== YOUR OBJECTIVE ==
Each line from the one holding "In this exercise you will tag the girl" through the final line of the data below is to be given again exactly, and no other line is to appear.

DATASET ENTRIES section start

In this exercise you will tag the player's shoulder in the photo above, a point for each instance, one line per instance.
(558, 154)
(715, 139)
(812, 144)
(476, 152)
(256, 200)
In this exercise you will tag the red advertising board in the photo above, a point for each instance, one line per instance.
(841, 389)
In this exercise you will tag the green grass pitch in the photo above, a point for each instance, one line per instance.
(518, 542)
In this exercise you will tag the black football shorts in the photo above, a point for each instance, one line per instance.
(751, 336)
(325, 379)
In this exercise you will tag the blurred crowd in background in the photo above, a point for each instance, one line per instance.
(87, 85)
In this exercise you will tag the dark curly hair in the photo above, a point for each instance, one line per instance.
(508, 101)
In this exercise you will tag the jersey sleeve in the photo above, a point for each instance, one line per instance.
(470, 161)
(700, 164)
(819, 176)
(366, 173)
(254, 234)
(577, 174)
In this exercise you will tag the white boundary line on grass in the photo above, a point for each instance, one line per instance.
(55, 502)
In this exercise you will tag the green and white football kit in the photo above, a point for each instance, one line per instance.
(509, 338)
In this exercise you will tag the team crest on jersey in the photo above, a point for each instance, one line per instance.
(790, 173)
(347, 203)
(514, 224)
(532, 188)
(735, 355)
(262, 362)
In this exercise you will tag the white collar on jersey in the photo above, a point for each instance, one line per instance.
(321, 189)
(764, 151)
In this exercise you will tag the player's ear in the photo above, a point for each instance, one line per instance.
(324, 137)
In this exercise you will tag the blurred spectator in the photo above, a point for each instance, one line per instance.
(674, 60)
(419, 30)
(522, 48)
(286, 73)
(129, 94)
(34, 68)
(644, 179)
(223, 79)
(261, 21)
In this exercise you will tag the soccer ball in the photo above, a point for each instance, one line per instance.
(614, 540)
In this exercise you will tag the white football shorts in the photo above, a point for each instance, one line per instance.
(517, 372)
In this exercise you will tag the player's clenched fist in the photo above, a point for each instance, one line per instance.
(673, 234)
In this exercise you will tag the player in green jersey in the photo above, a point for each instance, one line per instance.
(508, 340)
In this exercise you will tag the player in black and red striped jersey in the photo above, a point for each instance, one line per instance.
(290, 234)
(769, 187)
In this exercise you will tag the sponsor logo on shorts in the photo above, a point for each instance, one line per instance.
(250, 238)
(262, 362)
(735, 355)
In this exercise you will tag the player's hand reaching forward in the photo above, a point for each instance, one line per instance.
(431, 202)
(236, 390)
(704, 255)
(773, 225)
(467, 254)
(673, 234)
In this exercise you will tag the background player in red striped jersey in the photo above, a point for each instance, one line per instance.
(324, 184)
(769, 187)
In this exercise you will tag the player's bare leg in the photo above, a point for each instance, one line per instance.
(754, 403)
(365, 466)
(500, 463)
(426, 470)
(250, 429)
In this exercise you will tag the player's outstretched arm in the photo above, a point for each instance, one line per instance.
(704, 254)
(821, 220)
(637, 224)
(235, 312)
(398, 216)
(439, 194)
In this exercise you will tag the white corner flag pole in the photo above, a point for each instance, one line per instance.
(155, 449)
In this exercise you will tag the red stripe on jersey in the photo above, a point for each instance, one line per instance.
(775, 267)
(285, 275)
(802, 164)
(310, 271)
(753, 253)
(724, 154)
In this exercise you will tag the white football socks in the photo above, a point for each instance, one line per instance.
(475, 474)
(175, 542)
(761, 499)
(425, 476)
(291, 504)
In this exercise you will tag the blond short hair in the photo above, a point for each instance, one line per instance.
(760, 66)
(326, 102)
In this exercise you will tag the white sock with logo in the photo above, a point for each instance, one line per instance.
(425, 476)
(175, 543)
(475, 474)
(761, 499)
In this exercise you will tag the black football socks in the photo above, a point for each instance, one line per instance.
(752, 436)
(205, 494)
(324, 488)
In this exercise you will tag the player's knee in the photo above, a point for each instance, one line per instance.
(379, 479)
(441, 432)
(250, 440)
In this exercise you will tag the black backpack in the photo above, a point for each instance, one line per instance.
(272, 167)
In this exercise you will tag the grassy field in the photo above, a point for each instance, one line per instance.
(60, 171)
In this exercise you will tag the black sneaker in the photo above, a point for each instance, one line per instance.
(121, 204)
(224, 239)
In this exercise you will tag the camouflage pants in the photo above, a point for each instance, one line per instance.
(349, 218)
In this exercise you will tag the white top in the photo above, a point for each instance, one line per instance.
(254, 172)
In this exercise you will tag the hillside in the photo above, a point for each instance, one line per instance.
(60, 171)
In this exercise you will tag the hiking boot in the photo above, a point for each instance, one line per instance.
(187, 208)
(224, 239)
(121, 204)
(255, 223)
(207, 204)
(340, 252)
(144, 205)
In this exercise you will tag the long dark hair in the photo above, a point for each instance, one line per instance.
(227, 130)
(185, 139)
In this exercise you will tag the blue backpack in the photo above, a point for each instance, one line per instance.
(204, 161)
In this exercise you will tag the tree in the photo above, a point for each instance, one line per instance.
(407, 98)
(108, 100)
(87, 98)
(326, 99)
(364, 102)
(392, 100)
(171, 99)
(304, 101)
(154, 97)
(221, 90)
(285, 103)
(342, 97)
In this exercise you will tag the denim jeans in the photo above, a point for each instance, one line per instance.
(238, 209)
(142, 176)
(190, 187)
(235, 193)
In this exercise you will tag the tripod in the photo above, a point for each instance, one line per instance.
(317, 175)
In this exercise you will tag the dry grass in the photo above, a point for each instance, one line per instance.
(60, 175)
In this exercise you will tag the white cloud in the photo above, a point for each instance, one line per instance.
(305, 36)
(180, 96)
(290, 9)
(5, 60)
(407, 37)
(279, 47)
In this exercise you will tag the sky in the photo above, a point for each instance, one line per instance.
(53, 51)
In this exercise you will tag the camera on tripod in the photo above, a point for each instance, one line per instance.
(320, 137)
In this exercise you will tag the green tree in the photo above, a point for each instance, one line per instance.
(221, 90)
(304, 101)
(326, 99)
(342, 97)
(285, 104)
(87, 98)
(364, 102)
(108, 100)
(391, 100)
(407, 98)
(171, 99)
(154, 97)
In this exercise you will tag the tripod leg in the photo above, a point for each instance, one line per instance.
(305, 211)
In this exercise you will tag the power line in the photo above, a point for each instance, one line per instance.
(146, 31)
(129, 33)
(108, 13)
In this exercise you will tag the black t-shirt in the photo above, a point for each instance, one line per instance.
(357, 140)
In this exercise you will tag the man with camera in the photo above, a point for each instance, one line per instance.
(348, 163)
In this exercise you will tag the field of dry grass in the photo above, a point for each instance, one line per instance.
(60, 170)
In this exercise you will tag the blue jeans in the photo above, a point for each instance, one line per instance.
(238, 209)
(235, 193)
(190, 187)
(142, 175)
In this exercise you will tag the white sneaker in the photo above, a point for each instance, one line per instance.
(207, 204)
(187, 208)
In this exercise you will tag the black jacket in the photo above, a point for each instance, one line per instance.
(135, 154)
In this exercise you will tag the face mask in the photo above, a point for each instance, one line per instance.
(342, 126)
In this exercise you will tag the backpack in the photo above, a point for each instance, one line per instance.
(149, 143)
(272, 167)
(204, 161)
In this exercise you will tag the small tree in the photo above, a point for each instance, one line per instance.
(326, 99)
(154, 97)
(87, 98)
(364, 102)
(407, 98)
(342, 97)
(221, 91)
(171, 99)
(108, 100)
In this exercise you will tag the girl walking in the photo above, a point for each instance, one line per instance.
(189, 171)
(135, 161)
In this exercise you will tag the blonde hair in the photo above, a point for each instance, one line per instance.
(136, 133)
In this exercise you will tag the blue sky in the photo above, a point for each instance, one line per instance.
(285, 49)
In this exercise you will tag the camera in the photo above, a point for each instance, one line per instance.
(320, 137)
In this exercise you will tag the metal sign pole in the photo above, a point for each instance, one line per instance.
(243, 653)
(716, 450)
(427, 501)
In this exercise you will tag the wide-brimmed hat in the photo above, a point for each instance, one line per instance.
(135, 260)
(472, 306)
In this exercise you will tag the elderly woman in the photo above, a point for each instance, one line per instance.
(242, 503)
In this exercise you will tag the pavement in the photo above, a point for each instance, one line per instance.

DATASET ENTRIES section end

== WRITTEN REPLY ==
In this exercise you will tag the girl walking in the photo above, a point for each instance, one line per instance.
(189, 171)
(135, 161)
In this exercise you will tag the blonde hair in the photo above, a point for each instance, one line per instance.
(136, 133)
In this exercise you will tag the blue sky in the photo above, a point for each instance, one line per instance.
(285, 49)
In this exercise you will tag the camera in the photo above, a point for each instance, one line per instance.
(320, 137)
In this exercise you will tag the metal sign pole in the photo above, a point for each instance, one line per instance.
(243, 653)
(716, 450)
(427, 501)
In this exercise you will tag the wide-brimmed hat in the photo above, a point for each instance, one line per instance.
(135, 260)
(472, 306)
In this exercise you will tag the elderly woman in the photo above, a point for each instance, one line per instance.
(242, 503)
In this exercise you will tag the pavement in the photo above, a point for each instance, one line per instance.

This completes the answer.